TEXT SECTION:
• Governor Patton's Tax Proposals -- The Impact on Kentucky Health Care Providers Eyeing Indiana and Ohio
  • July 23, 2003 | Author: Joseph L. Ardery
  • Law Firm: Frost Brown Todd LLC - Louisville Office
  • Kentucky does not provide the most congenial legal environment for new or expanding health care providers. Witness the breadth of its certificate of need statutes, the limiting standards in its State Health Plan, and the CON moratoriums its Governors announce from time to time. Witness the malpractice insurance situation.

    Now Kentucky, like many other states, faces serious budget shortfalls. Governor Patton has proposed raising the tax on cigarettes, and restructuring two of Kentucky's principal taxes on business entities. These proposals have not yet been sculpted into a Bill, and it is doubtful the General Assembly will enact them as proposed. But readers of Medical News should follow them closely as portents of possible things to come.

Records from a data source:
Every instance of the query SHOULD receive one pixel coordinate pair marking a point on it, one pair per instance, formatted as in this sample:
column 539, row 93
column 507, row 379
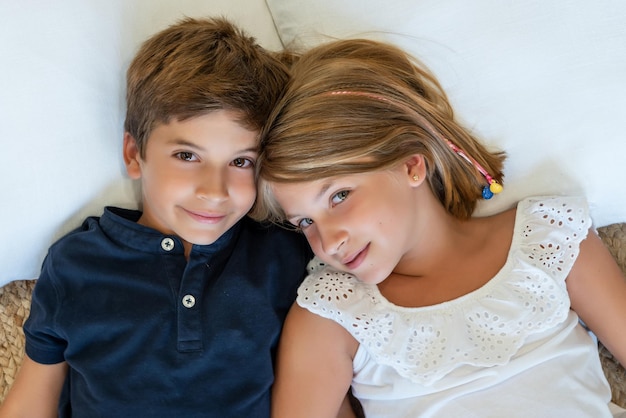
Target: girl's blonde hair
column 360, row 105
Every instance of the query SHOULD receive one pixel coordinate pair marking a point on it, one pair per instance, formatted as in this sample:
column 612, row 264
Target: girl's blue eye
column 304, row 223
column 340, row 197
column 243, row 162
column 186, row 156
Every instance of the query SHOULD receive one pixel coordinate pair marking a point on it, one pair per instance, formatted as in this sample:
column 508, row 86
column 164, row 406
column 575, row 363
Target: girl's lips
column 208, row 218
column 354, row 262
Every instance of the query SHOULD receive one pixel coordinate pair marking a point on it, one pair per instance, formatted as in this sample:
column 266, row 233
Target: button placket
column 189, row 301
column 167, row 244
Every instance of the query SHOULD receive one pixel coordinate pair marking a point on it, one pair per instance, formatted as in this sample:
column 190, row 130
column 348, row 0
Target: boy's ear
column 132, row 156
column 415, row 168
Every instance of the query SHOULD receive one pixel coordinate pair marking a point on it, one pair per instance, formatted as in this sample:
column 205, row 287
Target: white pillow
column 62, row 105
column 544, row 80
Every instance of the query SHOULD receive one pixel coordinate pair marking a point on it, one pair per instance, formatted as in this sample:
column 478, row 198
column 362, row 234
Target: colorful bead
column 495, row 187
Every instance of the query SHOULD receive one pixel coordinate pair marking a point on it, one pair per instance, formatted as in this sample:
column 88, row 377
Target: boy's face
column 197, row 176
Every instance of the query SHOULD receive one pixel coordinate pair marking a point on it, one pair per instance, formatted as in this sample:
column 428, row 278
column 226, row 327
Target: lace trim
column 483, row 328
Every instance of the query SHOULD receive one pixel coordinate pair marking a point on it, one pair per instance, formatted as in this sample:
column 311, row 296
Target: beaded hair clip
column 492, row 187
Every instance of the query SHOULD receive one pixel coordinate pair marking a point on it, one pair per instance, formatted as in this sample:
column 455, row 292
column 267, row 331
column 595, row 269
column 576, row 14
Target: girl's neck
column 456, row 258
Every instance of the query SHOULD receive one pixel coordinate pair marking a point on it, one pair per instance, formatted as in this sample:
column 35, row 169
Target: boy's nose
column 212, row 186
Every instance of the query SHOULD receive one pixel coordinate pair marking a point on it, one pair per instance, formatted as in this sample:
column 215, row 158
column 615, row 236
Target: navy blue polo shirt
column 147, row 333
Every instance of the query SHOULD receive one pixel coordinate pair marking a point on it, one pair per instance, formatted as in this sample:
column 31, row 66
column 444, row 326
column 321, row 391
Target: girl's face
column 363, row 223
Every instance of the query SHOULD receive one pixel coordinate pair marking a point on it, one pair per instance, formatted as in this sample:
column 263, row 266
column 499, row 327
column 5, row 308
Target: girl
column 421, row 308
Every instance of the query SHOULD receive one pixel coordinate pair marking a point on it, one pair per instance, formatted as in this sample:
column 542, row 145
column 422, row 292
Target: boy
column 175, row 310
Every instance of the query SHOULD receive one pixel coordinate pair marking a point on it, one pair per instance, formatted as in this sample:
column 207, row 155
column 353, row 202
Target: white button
column 189, row 301
column 167, row 244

WORK TO COMPLETE:
A. In the article on Governor Patton's tax proposals, condense the paragraph beginning "Now Kentucky, like many other states" into a short bulleted list that keeps its main facts.
B. Carry the article on Governor Patton's tax proposals forward from its final sentence.

LIST OF ANSWERS:
A.
- Kentucky, like many other states, faces serious budget shortfalls.
- Governor Patton has proposed raising the cigarette tax and restructuring two of Kentucky's principal taxes on business entities.
- The proposals have not yet been shaped into a bill, and the General Assembly is unlikely to enact them as proposed.
- Readers of Medical News should follow them closely as portents of possible things to come.

B.
    Governor Patton proposes to increase the rate of the corporation license tax from $2.1 to $3.8 per $1,000 of "capital employed" in Kentucky - a rate increase of over 80%. Taxable corporations, take a look at your last license tax return and do the math.

    The Governor proposes eliminating the corporate income tax and replacing it with a "business activities tax" assessed at 1/10 of one percent of Kentucky revenue and 55/100 of one percent of Kentucky payroll. S corporations and entities classified as partnerships, such as most professional limited liability companies, would be subject to the new tax at the entity level - they are not now subject to the Kentucky income tax - but their individual owners would get a credit against their individual income tax liabilities. The details of this will be devilish.

    The Governor has said he will try to exclude professional services from the new business activities tax. It will be interesting to see how physician owned ancillary services are treated. Is it enough to be a professional service corporation or a professional LLC ?

    Start up entities with multistate options which would be subject to the new business activities tax may find Kentucky has lost much of whatever allure it once had. Why go through years of paying the new tax on revenues and payroll when, as a start up, you have no profit in the initial years?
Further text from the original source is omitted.